Linear programming is the most widely applied of all of the optimization methods. The technique has been used for optimizing many diverse applications, including refineries and chemical plants, livestock feed blending, routing of aircraft and scheduling their crews. Many industrial allocation and transportation problems can be optimized with this method. The application of linear programming has been successful, particularly in cases of selecting the best set of values of the variables when a large number of interrelated choices exists. Often such problems involve a small improvement per unit of material flow times large production rates to have as the net result be a significant increase in the profit of the plant. A typical example is a large oil refinery where the stream flow rates are very large, and a small improvement per unit of product is multiplied by a very large number to obtain a significant increase in profit for the refinery.
The term programming of linear programming does not refer to computer programming but to scheduling. Linear programming was developed about 1947, before the advent of the computer, when George B. Dantzig (1) recognized a generalization in the mathematics of scheduling and planning problems. Developments in linear programming have followed advances in digital computing, and now problems involving several thousand independent variables and constraints equations can be solved.

Written problem A: In the linear programming excerpt, reproduce the passage starting with "The term programming" and going on through "can be solved.".
Written problem B: In the linear programming excerpt, list each comma-separated item in the list of applications that follows the word "including".
Written problem C: According to the linear programming excerpt, about what year was linear programming developed?

Records:
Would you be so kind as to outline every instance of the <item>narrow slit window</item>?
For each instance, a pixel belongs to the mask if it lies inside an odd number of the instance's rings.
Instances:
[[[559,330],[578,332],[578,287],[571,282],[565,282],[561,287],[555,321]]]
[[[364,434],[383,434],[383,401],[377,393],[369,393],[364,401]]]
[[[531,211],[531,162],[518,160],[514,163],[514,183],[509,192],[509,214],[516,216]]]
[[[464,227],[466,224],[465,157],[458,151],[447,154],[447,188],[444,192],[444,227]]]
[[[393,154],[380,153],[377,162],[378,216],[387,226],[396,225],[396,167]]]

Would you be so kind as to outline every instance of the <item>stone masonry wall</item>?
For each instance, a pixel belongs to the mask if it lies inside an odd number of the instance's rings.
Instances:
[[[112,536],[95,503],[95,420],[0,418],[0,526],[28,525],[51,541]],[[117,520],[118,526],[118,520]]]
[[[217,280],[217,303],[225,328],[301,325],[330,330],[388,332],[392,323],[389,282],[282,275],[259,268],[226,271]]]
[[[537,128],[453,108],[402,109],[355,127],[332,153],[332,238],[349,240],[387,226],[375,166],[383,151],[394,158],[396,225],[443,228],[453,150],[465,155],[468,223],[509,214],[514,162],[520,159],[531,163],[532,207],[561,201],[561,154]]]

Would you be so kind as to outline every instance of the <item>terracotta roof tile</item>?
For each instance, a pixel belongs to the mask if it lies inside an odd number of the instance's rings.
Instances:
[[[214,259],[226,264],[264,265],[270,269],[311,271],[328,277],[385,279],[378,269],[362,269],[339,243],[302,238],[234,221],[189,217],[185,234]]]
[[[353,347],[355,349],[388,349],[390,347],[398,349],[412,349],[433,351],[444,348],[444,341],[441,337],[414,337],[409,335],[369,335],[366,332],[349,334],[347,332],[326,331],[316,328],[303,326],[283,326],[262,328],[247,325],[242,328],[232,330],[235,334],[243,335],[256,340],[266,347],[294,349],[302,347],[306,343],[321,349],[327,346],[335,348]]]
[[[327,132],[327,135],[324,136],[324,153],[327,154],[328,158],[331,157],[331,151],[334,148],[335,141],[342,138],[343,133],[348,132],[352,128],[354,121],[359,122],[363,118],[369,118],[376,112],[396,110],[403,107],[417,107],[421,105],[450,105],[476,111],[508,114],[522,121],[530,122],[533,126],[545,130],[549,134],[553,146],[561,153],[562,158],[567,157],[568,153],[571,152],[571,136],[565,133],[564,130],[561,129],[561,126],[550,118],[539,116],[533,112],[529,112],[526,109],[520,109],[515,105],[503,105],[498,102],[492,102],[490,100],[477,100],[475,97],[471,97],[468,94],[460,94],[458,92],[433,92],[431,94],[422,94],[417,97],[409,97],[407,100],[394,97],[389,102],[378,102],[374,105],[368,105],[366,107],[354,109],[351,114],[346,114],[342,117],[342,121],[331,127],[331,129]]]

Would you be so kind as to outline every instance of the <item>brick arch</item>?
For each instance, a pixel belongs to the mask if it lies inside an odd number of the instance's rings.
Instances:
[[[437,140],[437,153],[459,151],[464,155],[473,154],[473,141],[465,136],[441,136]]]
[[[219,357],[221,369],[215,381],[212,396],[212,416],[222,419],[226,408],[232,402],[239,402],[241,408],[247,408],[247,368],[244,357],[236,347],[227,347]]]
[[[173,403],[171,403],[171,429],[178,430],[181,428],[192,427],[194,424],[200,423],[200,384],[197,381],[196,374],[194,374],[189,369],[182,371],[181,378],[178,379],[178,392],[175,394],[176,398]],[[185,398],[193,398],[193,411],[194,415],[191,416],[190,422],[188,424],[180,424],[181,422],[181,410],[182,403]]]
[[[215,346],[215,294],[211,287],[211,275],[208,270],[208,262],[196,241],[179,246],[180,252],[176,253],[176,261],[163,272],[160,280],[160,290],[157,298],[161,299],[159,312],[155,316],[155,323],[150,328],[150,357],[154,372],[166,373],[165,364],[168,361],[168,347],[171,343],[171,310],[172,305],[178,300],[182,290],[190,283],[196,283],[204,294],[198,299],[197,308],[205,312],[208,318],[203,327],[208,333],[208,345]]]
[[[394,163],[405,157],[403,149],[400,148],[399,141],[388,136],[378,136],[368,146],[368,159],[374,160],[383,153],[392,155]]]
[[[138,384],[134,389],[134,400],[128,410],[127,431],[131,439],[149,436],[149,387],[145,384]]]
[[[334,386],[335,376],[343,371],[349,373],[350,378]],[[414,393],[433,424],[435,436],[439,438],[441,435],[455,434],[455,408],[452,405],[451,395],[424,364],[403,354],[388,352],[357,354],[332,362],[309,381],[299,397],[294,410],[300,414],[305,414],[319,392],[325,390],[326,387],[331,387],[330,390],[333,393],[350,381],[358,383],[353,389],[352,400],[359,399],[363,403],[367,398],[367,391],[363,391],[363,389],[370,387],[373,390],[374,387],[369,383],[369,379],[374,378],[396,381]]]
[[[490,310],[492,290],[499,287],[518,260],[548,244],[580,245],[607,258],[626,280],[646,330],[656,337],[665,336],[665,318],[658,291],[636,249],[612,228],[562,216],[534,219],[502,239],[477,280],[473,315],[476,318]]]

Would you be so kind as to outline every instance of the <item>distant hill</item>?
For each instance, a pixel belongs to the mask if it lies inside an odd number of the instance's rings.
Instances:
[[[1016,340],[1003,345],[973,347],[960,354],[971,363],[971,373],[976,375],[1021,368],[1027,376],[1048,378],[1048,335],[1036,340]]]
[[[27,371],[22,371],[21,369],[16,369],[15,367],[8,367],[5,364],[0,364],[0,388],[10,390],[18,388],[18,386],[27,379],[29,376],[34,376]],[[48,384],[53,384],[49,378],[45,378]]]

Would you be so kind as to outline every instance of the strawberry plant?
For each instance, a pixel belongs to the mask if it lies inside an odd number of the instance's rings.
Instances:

Full response A:
The term programming of linear programming does not refer to computer programming but to scheduling. Linear programming was developed about 1947, before the advent of the computer, when George B. Dantzig (1) recognized a generalization in the mathematics of scheduling and planning problems. Developments in linear programming have followed advances in digital computing, and now problems involving several thousand independent variables and constraints equations can be solved.

Full response B:
refineries and chemical plants
livestock feed blending
routing of aircraft and scheduling their crews

Full response C: About 1947.